Natural-language object grounding data:

..............................

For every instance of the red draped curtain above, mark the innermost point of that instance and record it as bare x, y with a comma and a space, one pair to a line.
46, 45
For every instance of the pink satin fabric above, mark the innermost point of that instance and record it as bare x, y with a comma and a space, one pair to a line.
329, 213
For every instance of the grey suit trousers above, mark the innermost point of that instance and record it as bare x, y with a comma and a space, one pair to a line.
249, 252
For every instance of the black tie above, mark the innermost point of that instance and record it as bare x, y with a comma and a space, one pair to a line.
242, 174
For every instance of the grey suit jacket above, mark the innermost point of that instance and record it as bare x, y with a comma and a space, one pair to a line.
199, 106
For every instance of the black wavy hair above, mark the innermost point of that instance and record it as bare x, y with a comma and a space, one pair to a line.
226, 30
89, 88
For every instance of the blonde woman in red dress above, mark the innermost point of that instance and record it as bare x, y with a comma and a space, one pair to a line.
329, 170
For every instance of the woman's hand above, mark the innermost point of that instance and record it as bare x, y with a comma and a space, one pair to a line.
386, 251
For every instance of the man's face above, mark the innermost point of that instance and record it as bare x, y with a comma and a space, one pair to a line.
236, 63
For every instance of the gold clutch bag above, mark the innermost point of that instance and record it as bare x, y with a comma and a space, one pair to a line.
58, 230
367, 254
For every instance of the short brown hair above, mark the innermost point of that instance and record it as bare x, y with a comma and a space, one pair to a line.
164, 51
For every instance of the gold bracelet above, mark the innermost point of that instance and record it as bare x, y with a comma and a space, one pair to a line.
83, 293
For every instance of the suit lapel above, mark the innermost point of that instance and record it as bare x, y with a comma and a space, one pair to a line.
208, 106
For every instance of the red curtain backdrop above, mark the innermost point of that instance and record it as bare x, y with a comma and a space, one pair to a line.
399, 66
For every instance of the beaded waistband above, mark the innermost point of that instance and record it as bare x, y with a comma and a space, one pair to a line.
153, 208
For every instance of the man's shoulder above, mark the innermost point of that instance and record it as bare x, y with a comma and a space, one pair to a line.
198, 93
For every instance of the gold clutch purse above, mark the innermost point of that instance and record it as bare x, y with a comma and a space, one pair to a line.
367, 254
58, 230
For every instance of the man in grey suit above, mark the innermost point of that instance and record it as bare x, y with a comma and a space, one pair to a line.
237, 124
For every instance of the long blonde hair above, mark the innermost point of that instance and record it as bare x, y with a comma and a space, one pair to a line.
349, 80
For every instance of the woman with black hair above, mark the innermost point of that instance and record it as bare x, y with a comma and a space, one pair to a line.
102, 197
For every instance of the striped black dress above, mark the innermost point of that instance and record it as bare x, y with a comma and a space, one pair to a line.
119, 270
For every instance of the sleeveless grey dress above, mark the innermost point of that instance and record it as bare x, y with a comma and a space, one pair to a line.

..............................

**What is expected**
Would you return, unchanged, the lines from the one containing "For every instance of the gold clutch bag" through the end of the entries?

**Completed task**
For every instance of the gold clutch bag above, mark the innermost point of that instance and record it as bare x, y with a comma and a space, one pair to a line.
58, 230
367, 254
For every instance of the short brown hair above, mark the innermost point of that instance and record it as bare x, y with a comma and a space, one pair to a line.
164, 51
For every instance of the gold bracelet above, mark the innermost point of that instance and record it as bare x, y with a comma and a space, one pair to a line.
83, 293
For every instance of the suit lapel above, mark the innermost point of that instance and record it as bare x, y with a comma and a space, one pair to a line.
208, 106
For every instance of the red curtain backdrop above, mark the innermost point of that instance and record it as bare x, y with a comma and a space, one pair to a line.
399, 66
For every instance of the beaded waistband above, mark the innermost point of that instance and record it as bare x, y with a comma and a space, one pair to a line.
153, 208
For every instance of the man's shoulder above, mark the innermost point of that instance and record it as bare x, y with a comma and a space, one pair to a line.
198, 93
For every instance of the gold clutch purse above, mark the innermost point of that instance and record it as bare x, y with a comma and a space, one pair to a line.
367, 254
58, 230
For every instance of the man in grey suit above, mark the innermost point of that instance and record it as bare x, y with a comma and a space, one pair to a line.
237, 124
For every instance of the long blonde hair above, mark the innermost point of that instance and record it as bare x, y with a comma and a space, one pair to a line.
349, 80
For every instance of the woman with black hair above, mark the innermost point of that instance and record it as bare x, y with a comma and a space, one pair to a line.
102, 197
For every instance of the striped black dress above, mark the innermost point of that instance and record it as bare x, y with a comma and a space, one pair to a line.
119, 270
For every instance of the sleeveless grey dress above, mark the innermost point of that instance and record it as bare x, y with a comma and a space, one pair to a line.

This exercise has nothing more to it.